Stored data:
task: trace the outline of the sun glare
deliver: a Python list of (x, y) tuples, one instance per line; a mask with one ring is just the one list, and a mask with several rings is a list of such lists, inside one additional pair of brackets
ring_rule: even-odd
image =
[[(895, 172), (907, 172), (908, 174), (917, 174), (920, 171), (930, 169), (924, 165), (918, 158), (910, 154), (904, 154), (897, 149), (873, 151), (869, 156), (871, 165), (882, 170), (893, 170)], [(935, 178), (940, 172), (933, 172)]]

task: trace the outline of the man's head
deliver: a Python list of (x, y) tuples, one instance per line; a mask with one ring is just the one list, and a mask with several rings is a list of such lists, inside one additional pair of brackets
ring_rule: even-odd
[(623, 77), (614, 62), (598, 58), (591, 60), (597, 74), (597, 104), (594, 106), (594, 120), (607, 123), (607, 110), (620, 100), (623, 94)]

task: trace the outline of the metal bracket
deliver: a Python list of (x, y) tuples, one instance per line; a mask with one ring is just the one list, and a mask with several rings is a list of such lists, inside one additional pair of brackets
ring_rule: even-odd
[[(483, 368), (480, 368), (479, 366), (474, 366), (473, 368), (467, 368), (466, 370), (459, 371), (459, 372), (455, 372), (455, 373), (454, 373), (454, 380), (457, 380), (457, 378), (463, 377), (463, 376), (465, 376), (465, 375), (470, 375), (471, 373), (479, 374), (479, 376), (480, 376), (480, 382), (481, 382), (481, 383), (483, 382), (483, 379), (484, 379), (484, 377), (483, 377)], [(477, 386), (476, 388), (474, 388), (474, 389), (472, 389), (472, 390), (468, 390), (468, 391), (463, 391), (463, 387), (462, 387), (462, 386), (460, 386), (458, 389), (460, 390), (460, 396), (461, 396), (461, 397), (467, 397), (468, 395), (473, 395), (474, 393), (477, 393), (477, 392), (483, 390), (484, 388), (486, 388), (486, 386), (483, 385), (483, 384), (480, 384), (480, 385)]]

### Problem
Where does the word "task" occur in the records? Return every line that holds it.

### Exercise answer
task: trace the outline of the sun glare
task: trace the outline of the man's head
task: trace the outline of the metal bracket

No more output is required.